___ EXERCISE DATA ___

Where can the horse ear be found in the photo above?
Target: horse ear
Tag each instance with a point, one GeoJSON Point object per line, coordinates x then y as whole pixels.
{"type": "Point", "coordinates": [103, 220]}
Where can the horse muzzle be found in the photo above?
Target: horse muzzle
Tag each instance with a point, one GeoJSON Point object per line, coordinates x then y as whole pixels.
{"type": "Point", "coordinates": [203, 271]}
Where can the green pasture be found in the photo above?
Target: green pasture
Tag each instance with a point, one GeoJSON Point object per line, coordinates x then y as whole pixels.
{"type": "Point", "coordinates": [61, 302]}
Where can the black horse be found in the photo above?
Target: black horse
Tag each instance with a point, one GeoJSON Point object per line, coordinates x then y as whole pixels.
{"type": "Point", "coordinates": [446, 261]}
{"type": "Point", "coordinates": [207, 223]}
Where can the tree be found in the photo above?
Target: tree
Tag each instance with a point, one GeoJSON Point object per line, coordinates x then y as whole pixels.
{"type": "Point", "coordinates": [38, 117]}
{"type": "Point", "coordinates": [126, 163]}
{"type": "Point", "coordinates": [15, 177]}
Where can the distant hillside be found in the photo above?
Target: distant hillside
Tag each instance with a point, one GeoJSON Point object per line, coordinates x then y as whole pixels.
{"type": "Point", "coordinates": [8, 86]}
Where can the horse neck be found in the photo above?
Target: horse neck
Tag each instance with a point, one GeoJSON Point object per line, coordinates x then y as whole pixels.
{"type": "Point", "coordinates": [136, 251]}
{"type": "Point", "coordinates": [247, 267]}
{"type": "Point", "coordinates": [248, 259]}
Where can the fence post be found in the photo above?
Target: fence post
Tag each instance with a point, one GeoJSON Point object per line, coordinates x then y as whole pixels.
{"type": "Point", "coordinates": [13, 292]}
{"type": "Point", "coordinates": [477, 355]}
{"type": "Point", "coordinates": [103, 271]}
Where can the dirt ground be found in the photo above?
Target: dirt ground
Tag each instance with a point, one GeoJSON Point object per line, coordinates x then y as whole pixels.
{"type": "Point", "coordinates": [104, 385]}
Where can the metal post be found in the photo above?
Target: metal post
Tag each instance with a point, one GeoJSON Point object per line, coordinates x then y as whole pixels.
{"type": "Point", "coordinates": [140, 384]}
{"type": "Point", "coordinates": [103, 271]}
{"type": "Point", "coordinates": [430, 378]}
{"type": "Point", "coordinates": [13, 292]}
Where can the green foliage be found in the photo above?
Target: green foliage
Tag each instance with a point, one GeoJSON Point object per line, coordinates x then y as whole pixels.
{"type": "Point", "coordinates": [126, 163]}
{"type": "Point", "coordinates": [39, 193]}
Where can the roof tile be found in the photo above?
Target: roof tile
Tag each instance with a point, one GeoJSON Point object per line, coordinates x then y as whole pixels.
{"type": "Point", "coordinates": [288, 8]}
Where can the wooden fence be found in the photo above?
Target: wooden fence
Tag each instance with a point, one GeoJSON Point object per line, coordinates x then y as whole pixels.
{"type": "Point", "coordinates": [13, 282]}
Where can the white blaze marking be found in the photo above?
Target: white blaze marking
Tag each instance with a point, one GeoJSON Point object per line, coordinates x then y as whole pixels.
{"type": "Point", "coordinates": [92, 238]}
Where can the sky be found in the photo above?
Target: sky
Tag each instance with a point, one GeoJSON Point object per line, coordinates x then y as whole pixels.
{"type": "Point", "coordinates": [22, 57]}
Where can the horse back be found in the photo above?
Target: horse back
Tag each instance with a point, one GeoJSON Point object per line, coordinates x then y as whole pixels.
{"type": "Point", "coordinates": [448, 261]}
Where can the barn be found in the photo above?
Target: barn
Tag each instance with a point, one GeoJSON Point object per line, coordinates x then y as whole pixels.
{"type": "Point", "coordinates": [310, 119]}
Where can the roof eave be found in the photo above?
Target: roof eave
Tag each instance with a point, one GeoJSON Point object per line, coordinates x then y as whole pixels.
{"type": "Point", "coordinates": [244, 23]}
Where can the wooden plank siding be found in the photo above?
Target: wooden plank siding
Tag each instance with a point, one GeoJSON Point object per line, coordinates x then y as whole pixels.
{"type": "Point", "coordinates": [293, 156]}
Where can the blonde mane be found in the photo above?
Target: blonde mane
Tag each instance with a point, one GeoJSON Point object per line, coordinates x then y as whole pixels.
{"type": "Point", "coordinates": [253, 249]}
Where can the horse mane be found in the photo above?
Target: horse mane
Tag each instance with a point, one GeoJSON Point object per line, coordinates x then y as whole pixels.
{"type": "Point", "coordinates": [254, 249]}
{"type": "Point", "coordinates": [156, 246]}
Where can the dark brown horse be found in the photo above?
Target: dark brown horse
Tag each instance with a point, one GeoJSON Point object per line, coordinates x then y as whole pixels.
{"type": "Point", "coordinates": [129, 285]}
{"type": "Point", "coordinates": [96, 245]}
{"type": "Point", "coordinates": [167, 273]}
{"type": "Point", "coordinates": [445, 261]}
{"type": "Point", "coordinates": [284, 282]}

___

◆ **TASK REQUIREMENTS**
Give the complete listing a second time, exactly as it reads.

◆ **ANSWER**
Where can the horse ear be found in the photo above?
Target: horse ear
Tag each instance with a point, one GeoJSON Point object per line, coordinates x then y as whole pixels.
{"type": "Point", "coordinates": [103, 220]}
Where can the horse muzzle be found in the photo above?
Target: horse muzzle
Tag each instance with a point, one GeoJSON Point object per line, coordinates x then y as whole pixels.
{"type": "Point", "coordinates": [203, 271]}
Where can the green pasture be found in the photo above?
Target: green pasture
Tag each instance with a point, one GeoJSON Point object per line, coordinates x then y as whole pixels.
{"type": "Point", "coordinates": [61, 302]}
Where can the black horse be found in the photo above?
Target: black horse
Tag each instance with a point, one GeoJSON Point object per line, coordinates x then y as whole pixels.
{"type": "Point", "coordinates": [446, 261]}
{"type": "Point", "coordinates": [207, 223]}
Where can the tree be found in the photo above?
Target: tree
Tag each instance with a point, one GeoJSON Point object per line, coordinates x then y as whole pixels.
{"type": "Point", "coordinates": [38, 117]}
{"type": "Point", "coordinates": [126, 163]}
{"type": "Point", "coordinates": [15, 177]}
Where can the distant hillside be found in the photo above?
Target: distant hillside
Tag each instance with a point, one GeoJSON Point object per line, coordinates x then y as whole pixels.
{"type": "Point", "coordinates": [8, 86]}
Where can the horse neck be found in the photo above?
Target: horse neck
Tag each instance with a point, one GeoJSON Point object per line, coordinates x then y as whole pixels.
{"type": "Point", "coordinates": [136, 251]}
{"type": "Point", "coordinates": [247, 267]}
{"type": "Point", "coordinates": [248, 259]}
Where can the fence post be found in the photo above?
Target: fence post
Tag each instance with a point, one GeoJSON Point object per line, coordinates x then y as whole pixels.
{"type": "Point", "coordinates": [13, 292]}
{"type": "Point", "coordinates": [477, 355]}
{"type": "Point", "coordinates": [103, 271]}
Where can the dirt ground be found in the photo above?
Target: dirt ground
Tag each instance with a point, one GeoJSON Point object per line, coordinates x then y as whole pixels.
{"type": "Point", "coordinates": [104, 385]}
Where can the metal post be found in the photo above?
Target: metal post
Tag each instance with a point, one GeoJSON Point object per line, coordinates x then y as whole pixels.
{"type": "Point", "coordinates": [140, 384]}
{"type": "Point", "coordinates": [103, 271]}
{"type": "Point", "coordinates": [430, 378]}
{"type": "Point", "coordinates": [13, 292]}
Where can the green foliage be found in the photo above?
Target: green foliage
Tag each instance with a point, one GeoJSON Point object per line, coordinates x then y as whole pixels.
{"type": "Point", "coordinates": [126, 163]}
{"type": "Point", "coordinates": [39, 193]}
Where can the roof tile be found in the photo above?
Target: roof tile
Tag each instance with a point, one GeoJSON Point object per line, coordinates x then y as whole pixels.
{"type": "Point", "coordinates": [288, 8]}
Where can the wooden fence be found in the photo above?
Target: wooden fence
Tag each instance with a point, one GeoJSON Point object per line, coordinates x then y as whole pixels.
{"type": "Point", "coordinates": [13, 282]}
Where can the white blaze marking be found in the photo above?
Target: white blaze marking
Tag each instance with a point, one GeoJSON Point object per line, coordinates x then y as whole pixels.
{"type": "Point", "coordinates": [92, 238]}
Where can the sky be found in the photo above?
Target: sky
Tag each instance with a point, one GeoJSON Point object per line, coordinates x then y as whole pixels.
{"type": "Point", "coordinates": [22, 57]}
Where can the horse back be found in the photo above?
Target: horse back
Tag each instance with a point, one GeoJSON Point object per line, coordinates x then y as whole pixels.
{"type": "Point", "coordinates": [448, 261]}
Where can the barn be found in the photo above?
Target: barn
Tag each instance with a point, one GeoJSON Point object per line, coordinates x then y as whole pixels.
{"type": "Point", "coordinates": [310, 119]}
Where can the roof eave be found in the photo above?
Target: roof eave
Tag each instance with a point, one GeoJSON Point object per line, coordinates x then y as whole pixels.
{"type": "Point", "coordinates": [244, 23]}
Where can the wooden plank siding be found in the photo above?
Target: wooden plank siding
Tag each instance with a point, one GeoJSON Point object per line, coordinates x then y as whole pixels.
{"type": "Point", "coordinates": [293, 156]}
Where can the blonde mane be found in the photo above?
Target: blonde mane
Tag each instance with a point, one GeoJSON Point object per line, coordinates x then y as whole pixels.
{"type": "Point", "coordinates": [253, 249]}
Where can the horse mane be found in the photo above?
Target: horse mane
Tag each instance with a point, one GeoJSON Point object per line, coordinates x then y as whole pixels.
{"type": "Point", "coordinates": [254, 249]}
{"type": "Point", "coordinates": [156, 246]}
Where can the dark brown horse be found in the photo above?
Target: dark brown horse
Tag each instance with a point, one GeoJSON Point object per line, coordinates x then y as whole pixels.
{"type": "Point", "coordinates": [129, 285]}
{"type": "Point", "coordinates": [96, 245]}
{"type": "Point", "coordinates": [167, 273]}
{"type": "Point", "coordinates": [445, 261]}
{"type": "Point", "coordinates": [284, 282]}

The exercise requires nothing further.